======== Supplied material ========

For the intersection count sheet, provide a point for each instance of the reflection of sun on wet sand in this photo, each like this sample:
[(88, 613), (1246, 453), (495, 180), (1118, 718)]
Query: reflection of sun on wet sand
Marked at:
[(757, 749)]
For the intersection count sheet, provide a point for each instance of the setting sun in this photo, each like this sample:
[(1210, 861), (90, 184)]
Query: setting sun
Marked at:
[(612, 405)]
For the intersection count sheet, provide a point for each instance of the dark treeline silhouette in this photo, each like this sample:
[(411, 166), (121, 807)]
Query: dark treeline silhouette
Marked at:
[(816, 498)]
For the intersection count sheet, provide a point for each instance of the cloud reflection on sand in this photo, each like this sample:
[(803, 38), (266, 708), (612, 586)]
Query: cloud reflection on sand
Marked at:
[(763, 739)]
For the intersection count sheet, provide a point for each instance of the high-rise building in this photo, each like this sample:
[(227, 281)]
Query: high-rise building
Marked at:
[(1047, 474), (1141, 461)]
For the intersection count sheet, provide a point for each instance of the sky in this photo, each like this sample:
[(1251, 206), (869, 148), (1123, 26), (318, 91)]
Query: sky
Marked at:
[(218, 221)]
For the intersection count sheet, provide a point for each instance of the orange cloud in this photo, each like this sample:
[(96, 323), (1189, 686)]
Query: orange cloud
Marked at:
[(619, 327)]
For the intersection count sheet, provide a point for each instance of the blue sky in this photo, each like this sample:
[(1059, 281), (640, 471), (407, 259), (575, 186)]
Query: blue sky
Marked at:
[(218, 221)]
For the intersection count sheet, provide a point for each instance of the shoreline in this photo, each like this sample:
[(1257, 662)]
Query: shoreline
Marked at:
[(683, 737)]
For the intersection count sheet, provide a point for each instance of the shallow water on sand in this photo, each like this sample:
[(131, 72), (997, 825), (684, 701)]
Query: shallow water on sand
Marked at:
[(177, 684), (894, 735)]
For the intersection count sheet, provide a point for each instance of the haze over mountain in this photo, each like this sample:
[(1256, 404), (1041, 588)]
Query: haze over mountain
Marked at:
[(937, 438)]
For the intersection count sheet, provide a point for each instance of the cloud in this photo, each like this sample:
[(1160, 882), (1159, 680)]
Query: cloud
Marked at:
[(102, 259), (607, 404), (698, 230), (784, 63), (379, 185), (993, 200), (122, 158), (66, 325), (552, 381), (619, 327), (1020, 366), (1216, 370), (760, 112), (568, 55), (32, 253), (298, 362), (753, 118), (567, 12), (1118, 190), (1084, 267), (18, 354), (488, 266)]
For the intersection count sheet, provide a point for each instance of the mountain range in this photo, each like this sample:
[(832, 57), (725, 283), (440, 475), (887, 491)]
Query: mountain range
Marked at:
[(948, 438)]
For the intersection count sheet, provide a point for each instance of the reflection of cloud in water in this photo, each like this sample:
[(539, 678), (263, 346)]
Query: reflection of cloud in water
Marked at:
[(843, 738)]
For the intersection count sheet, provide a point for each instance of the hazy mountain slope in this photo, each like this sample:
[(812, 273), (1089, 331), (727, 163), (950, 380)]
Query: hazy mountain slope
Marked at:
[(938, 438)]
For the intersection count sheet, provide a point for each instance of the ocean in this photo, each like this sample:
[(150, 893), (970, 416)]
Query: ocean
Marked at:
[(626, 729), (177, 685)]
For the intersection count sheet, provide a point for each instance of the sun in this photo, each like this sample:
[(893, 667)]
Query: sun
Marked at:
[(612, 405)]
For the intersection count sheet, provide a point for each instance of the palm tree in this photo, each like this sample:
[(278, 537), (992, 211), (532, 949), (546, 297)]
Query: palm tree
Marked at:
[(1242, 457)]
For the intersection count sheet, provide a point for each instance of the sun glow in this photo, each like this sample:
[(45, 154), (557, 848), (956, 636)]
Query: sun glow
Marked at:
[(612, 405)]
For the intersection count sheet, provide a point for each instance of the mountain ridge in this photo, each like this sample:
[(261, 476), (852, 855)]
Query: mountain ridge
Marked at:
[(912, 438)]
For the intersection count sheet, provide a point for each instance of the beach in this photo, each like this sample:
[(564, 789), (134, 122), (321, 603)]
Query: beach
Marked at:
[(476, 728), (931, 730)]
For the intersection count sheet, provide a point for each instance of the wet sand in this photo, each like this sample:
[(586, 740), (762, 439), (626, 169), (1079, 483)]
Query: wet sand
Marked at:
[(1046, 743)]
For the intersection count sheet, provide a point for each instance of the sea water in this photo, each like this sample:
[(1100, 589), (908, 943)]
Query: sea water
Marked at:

========

Rewrite every item above, putting "tally sheet" wherever "intersection count sheet" appears and changing nothing else.

For the tally sheet, provide a point for each instance of the reflection of sun on wet sand in this photo, each like this sample:
[(88, 613), (1246, 453), (495, 180), (1118, 718)]
Query: reflection of sun on wet sand
Marked at:
[(757, 749)]
For the tally sheet, provide a point for each instance of the setting sun in this photo, each like this sample:
[(1210, 861), (90, 184)]
Query: setting sun
Marked at:
[(612, 405)]
For the tally sheet, provide a point for each instance of the dark treeline silhouette in this photo, each like this sample:
[(411, 166), (121, 807)]
Query: dark treeline silhouette
Marked at:
[(816, 498)]
For the tally sheet, provide a point for each instance of the cloud reflection on sand in this photo, each like this sample:
[(803, 38), (266, 708), (612, 586)]
Query: cloud reflection on sand
Marked at:
[(763, 739)]
For the tally sheet, provide a point for each instance of the high-rise building in this photo, each like this sample:
[(227, 281)]
Query: high-rise building
Marked at:
[(1047, 474), (1141, 461)]
For the tally sheet, provide a point for each instance of the sky in this photo, each like this sample:
[(1251, 206), (869, 148), (1123, 26), (318, 91)]
Query: sky
Marked at:
[(218, 221)]
For the tally sheet, provide a point for each instance of the orange cloud in this photo, each like this sample:
[(96, 323), (1189, 686)]
Query: orange cloud
Marked at:
[(619, 327)]
For the tally sheet, provide a point for each instance of the blue sky in this photo, each like this sample:
[(1059, 281), (640, 471), (407, 259), (575, 186)]
Query: blue sky
Marked at:
[(218, 221)]
For the tally sheet, provide a point for each instance of the shoreline in this photo, each like this sample:
[(1257, 662)]
Query: shoreline
Marked at:
[(683, 737)]
For the tally sheet, provide a point for each instance of the shallow water on sand in this photo, each like this sample:
[(131, 72), (997, 825), (684, 701)]
Query: shallow water on sand
Marked at:
[(177, 684), (894, 735)]
For the tally sheet, provide a point for each instance of the haze over mountain in this photo, each like this sample:
[(1256, 404), (1041, 588)]
Query: haze over mountain
Marked at:
[(937, 438)]
For the tally sheet, provide a point for each instance of the cloud in this photo, each like this sample:
[(1160, 882), (1159, 680)]
Query: cloud
Marked at:
[(102, 259), (607, 404), (698, 230), (784, 63), (379, 185), (993, 200), (122, 158), (66, 325), (552, 381), (619, 327), (1020, 366), (1216, 370), (760, 112), (568, 55), (32, 253), (298, 362), (753, 118), (567, 12), (1118, 190), (1084, 267), (18, 354), (488, 266)]
For the tally sheet, provide a point for each instance of the mountain range in this photo, each like this sample:
[(832, 57), (725, 283), (440, 475), (887, 491)]
Query: mountain range
Marked at:
[(948, 438)]
For the tally sheet, provide a point for each instance of the reflection of cloud in water in this photo, each like this sample:
[(539, 678), (263, 346)]
Query: reflection of cloud in water
Marked at:
[(843, 738)]
For the tally sheet, provide a point for each instance of the hazy mountain slope in this photo, each like this sample:
[(812, 273), (1089, 331), (727, 163), (950, 380)]
Query: hazy mountain slope
Marked at:
[(938, 438)]
For the tally sheet, provide a point for each instance of the ocean in this photo, each like this sample:
[(150, 893), (970, 416)]
Query: ocean
Marked at:
[(626, 729), (177, 685)]
For the tally sheet, provide a point for each instance of the sun in this photo, each like this sample:
[(893, 667)]
Query: sun
Marked at:
[(612, 405)]
For the tally sheet, provide a point for each instance of the palm tree in this photo, each like this sample:
[(278, 537), (992, 211), (532, 949), (546, 297)]
Query: palm tree
Marked at:
[(1242, 457)]
For the tally sheet, provide a point for each instance of the sun glow in this photo, each like this sample:
[(45, 154), (557, 848), (956, 636)]
Query: sun glow
Marked at:
[(612, 405)]
For the tally sheet, provide a point for each instance of the mountain ridge in this photo, each like this sample:
[(261, 476), (852, 855)]
Query: mountain ridge
Marked at:
[(912, 438)]
For the tally sheet, provide a point for each instance of the beach in this photo, each like this sample:
[(564, 789), (134, 122), (321, 603)]
Query: beach
Marked at:
[(476, 728), (931, 730)]
For the tally sheet, provide a point for each instance of the wet sand in this photo, each like this sample:
[(586, 740), (762, 439), (626, 169), (1079, 483)]
Query: wet sand
Marked at:
[(1046, 743)]
For the tally sheet, provide a point for each instance of the sea water in this photo, each like this sample:
[(1100, 589), (908, 943)]
Query: sea water
Marked at:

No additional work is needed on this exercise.